--- Text for analysis ---
On 5 August 2020, ASIC announced that it is seeking industry feedback on the proposed use of the product intervention orders to address consumer detriment arising from the sale of add-on insurance and warranties by card yard intermediaries. The proposals affect insurance products and warranties. If a product intervention order is issued, these products will be subject to a deferred sales model and specific reporting obligations to ASIC will apply.
The proposed changes, as addressed in the draft ASIC Corporations (Product Intervention – Add-on Motor Vehicle Financial Risk Products) Instrument 2020, take into consideration feedback from ASIC’s earlier consultation in October 2019 in ASIC Consultation Paper 324 Product intervention: The sale of add-on financial products through caryard intermediaries. In particular, the proposed amendments provide for a general transition period, a number of revised definitions, general and specific prohibitions applying to intermediaries and product issuers as well as conditions relating to the terms of mechanical risk products. The consultation closed on 19 August 2020. The proposed measures are in addition to the proposed deferred sales model for add-on insurance products generally which is yet to be passed by Parliament. Further information is available in ASIC’s Media Release as well as our recent article.

--- Data provided ---
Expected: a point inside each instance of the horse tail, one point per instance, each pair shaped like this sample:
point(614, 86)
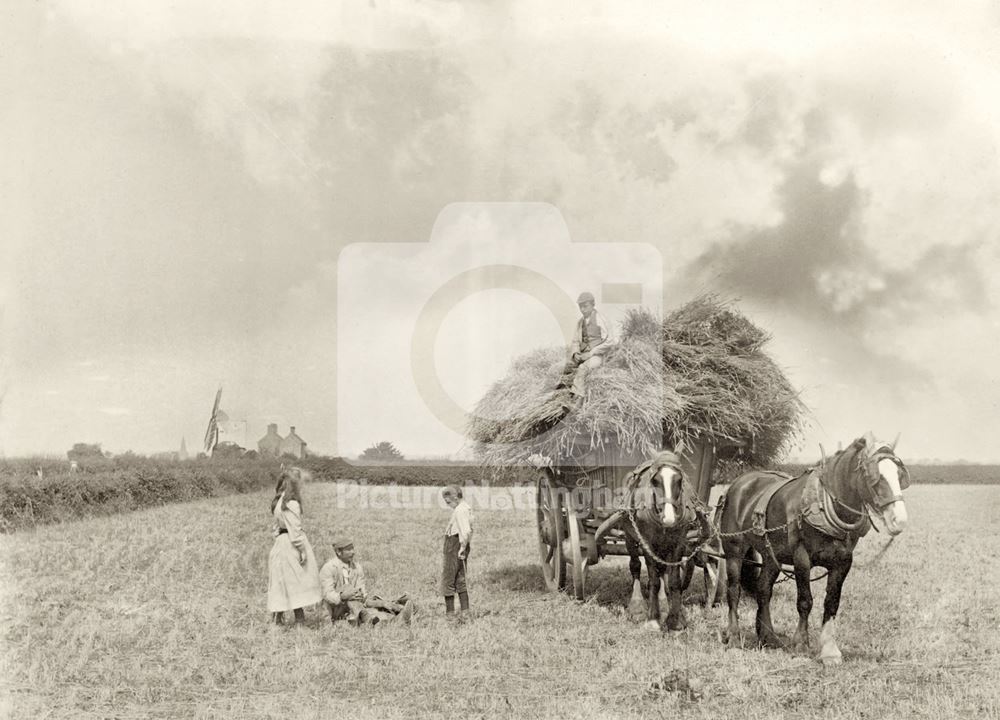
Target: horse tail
point(749, 572)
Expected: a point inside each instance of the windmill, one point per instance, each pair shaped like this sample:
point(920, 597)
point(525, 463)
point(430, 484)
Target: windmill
point(212, 433)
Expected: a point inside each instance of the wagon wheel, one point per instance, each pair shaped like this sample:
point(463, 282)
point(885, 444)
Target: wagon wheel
point(578, 558)
point(550, 532)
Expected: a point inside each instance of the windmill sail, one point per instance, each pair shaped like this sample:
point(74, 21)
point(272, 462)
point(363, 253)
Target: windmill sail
point(212, 433)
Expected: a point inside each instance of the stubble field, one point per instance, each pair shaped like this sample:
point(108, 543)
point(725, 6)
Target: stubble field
point(161, 613)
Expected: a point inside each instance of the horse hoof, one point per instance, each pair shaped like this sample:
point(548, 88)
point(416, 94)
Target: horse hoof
point(771, 642)
point(636, 613)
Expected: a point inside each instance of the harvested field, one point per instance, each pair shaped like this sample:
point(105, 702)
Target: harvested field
point(161, 613)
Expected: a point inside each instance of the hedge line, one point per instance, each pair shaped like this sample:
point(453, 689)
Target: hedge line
point(27, 500)
point(104, 486)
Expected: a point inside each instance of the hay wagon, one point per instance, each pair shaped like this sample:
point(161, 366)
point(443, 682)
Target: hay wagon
point(576, 498)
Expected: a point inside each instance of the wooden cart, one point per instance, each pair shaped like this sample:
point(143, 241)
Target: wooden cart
point(576, 495)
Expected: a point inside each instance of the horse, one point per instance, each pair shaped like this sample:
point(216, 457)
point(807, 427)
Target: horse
point(817, 519)
point(660, 511)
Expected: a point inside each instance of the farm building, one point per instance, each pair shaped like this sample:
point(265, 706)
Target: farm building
point(293, 445)
point(270, 444)
point(273, 445)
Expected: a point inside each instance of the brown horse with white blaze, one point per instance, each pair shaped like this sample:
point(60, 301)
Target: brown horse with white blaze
point(660, 513)
point(815, 519)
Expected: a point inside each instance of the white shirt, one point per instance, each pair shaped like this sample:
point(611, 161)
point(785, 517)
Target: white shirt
point(461, 522)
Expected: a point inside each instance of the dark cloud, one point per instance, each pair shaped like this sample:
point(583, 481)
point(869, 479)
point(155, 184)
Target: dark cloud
point(818, 265)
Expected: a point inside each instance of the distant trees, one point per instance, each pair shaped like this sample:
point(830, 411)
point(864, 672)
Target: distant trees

--- Instructions to follow ---
Pick up the passage on ASIC's proposed product intervention for add-on insurance sold through car yards and continue it from its last sentence.

--- Exercise answer ---
APRA issued a consultation letter to authorised deposit-taking institutions (ADIs) on 13 August 2020 on the reporting requirements and capital measures with respect to loans affected by COVID-19. The regulator provided a draft ‘Attachment E’ to APS 220 Credit Quality on the temporary capital treatment which was subject to a consultation period until 21 August 2020. APRA also provided a draft ‘Attachment B’ to Reporting Standard ARS 923.2 Repayment Deferrals which addresses the entity-level data APRA intends to collection and publish with respect to loans impacted by COVID-19. A copy of the consultation letter as well as further information is available on APRA’s website.
The regulator announced that as at 30 June 2020, six of Australia’s largest authorised deposit taking institutions and financial services institutions have offered a total of $1.05 billion in compensation to customers that have suffered loss or detriment due to non-compliant advice or ‘fees for no service’ misconduct. Since 2015, ASIC has commenced two major reviews to:
Further details including a breakdown of the compensation payments offered or paid by institutions is available in ASIC’s Media Release.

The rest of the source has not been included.